● **Task statement**:
Extract every line of the data below that contains the word "door", copying each such line in full.
[start of Dataset rows]
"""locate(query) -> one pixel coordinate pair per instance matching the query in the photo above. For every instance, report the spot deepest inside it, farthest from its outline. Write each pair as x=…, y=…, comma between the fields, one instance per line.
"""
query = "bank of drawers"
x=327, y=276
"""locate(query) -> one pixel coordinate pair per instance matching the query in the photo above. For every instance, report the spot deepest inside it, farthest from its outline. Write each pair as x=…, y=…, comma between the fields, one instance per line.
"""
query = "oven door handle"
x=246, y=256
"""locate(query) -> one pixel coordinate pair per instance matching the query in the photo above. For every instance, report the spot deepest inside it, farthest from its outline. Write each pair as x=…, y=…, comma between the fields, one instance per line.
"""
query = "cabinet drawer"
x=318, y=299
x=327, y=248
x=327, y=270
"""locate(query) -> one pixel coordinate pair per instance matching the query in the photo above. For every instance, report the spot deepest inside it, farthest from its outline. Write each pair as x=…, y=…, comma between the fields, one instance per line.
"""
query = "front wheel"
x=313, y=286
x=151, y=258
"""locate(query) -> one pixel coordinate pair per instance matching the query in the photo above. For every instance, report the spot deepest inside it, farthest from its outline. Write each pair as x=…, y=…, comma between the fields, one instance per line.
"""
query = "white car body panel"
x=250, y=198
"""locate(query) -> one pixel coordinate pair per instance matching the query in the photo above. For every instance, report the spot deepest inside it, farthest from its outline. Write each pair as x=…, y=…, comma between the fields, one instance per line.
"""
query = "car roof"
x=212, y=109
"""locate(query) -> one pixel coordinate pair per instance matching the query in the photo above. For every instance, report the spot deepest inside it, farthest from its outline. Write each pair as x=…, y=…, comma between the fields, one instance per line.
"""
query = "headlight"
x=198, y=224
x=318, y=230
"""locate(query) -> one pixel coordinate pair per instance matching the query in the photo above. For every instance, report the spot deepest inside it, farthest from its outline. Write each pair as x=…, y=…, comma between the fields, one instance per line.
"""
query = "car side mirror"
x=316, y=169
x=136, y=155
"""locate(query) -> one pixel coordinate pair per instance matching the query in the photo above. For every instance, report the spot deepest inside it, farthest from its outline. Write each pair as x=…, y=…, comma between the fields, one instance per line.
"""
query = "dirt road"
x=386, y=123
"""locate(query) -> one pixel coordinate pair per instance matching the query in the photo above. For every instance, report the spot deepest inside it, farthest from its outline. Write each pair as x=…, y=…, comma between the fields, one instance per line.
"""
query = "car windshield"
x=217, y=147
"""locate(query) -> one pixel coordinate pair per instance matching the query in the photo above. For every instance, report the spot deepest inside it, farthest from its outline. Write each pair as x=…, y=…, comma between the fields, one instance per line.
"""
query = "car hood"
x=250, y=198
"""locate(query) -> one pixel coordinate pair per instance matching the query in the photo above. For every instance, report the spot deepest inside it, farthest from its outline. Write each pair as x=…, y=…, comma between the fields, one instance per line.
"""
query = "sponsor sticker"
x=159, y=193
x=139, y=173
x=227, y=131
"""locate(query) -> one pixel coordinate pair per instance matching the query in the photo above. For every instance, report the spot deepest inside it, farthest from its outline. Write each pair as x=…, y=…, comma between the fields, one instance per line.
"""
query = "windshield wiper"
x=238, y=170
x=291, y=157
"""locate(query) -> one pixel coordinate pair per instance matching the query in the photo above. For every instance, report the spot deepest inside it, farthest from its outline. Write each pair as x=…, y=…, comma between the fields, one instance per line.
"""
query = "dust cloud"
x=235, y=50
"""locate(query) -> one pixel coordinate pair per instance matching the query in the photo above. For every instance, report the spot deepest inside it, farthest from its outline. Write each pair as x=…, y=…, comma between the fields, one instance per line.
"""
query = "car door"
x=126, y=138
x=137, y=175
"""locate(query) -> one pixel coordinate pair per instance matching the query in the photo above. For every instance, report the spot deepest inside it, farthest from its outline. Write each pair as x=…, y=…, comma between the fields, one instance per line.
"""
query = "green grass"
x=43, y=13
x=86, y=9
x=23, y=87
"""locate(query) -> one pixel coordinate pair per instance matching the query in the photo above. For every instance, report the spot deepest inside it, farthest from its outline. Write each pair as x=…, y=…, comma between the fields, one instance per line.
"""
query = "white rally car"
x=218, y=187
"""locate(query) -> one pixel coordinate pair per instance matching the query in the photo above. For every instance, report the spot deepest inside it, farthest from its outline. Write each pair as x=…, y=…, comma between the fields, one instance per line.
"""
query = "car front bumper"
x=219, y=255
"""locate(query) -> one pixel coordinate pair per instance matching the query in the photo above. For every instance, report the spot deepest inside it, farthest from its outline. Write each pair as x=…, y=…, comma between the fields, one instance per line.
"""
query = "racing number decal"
[end of Dataset rows]
● **Response below**:
query = "oven door handle"
query = "car door"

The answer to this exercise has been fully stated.